Data entries

+++

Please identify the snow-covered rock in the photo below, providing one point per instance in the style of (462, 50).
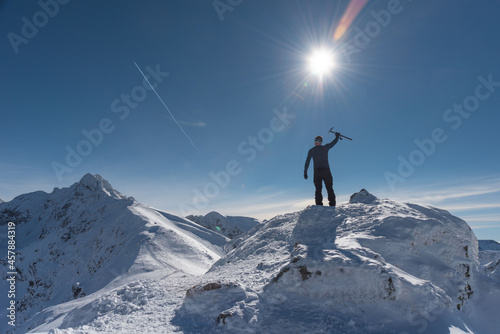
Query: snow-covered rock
(230, 226)
(489, 258)
(369, 266)
(489, 245)
(77, 240)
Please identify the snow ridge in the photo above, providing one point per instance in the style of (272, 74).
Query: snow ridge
(369, 266)
(489, 245)
(75, 241)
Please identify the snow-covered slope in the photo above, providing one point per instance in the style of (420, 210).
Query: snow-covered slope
(230, 226)
(94, 261)
(489, 258)
(77, 240)
(369, 266)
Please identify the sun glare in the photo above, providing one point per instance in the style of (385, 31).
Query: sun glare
(321, 62)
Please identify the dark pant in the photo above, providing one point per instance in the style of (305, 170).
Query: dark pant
(324, 175)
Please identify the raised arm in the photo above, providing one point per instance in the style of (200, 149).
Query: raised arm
(332, 144)
(308, 161)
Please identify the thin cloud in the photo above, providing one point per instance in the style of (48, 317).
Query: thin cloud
(198, 124)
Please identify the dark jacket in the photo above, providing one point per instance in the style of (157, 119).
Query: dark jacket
(319, 154)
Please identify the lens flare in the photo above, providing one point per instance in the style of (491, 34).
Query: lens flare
(350, 14)
(321, 61)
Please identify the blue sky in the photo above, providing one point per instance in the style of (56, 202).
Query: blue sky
(237, 83)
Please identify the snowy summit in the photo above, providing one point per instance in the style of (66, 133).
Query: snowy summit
(91, 260)
(230, 226)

+++

● AIM OF THE TASK:
Return only the lines between the one holding "Please identify the snow ridge" and the one holding "Please identify the thin", inclusive, exactly as they appear above.

● SOLUTION FOR THIS EXERCISE:
Please identify the snow ridge in the photo above, providing one point per instance in the style of (272, 74).
Query: snow ridge
(369, 266)
(489, 245)
(75, 241)
Please identify the snow-covered slope in the photo above, providing one point per instance in the style of (420, 210).
Query: snow-covered slope
(230, 226)
(94, 261)
(489, 258)
(77, 240)
(369, 266)
Please identify the sun glare in the photo above, providing one point per instance in the style of (385, 31).
Query: sun glare
(321, 62)
Please identify the dark pant in the photo above, providing one point per instance in the style of (305, 170).
Query: dark pant
(324, 175)
Please identify the raised arm in the photo above, providing one point per instance in the style of (200, 149).
Query: raised arm
(332, 144)
(308, 161)
Please identify the thin cloud in the photo above, providing one point per instance in the style of (48, 317).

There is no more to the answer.